## Written problem
Can you swap "garments" for "clothes" in all the records below and give them back with nothing else changed and the pictures left out?
____
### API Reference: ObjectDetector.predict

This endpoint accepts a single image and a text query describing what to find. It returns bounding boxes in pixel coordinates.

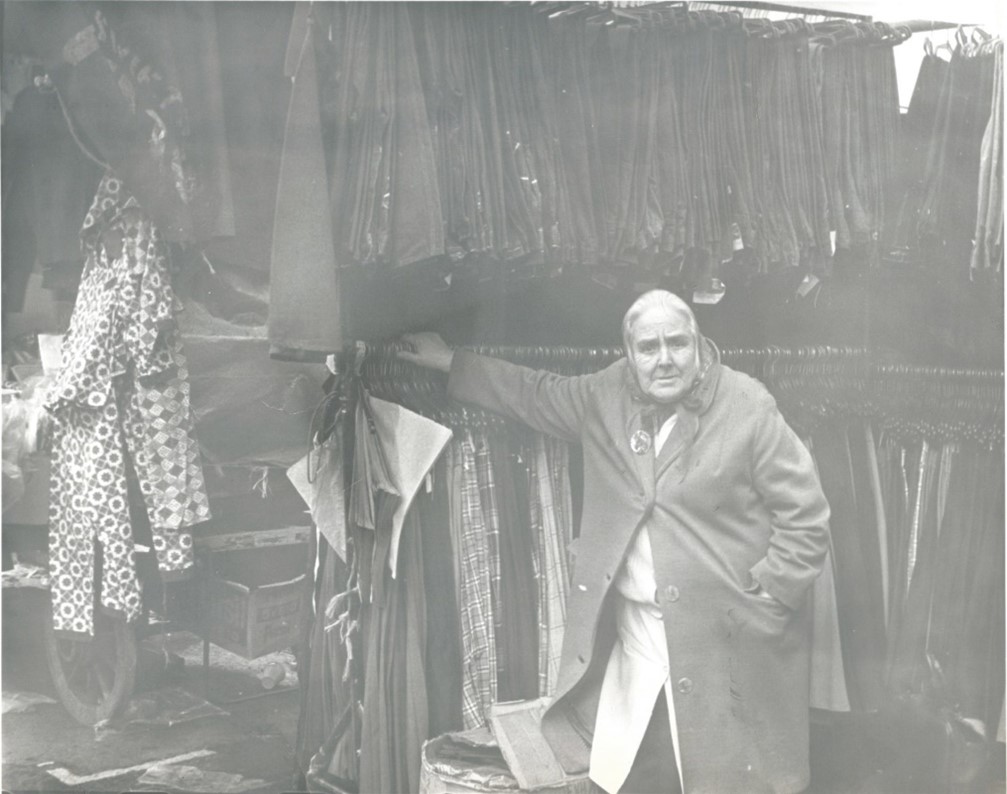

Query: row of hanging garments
[886,28,1003,278]
[270,3,907,352]
[292,345,890,792]
[291,380,574,792]
[288,344,1004,791]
____
## Solution to this problem
### API Reference: ObjectDetector.predict

This endpoint accepts a single image and a text query describing what to find. It returns bounding boxes in pixel coordinates.


Query: row of hanging clothes
[886,28,1003,278]
[270,3,907,352]
[292,345,890,792]
[291,380,574,792]
[288,344,1004,791]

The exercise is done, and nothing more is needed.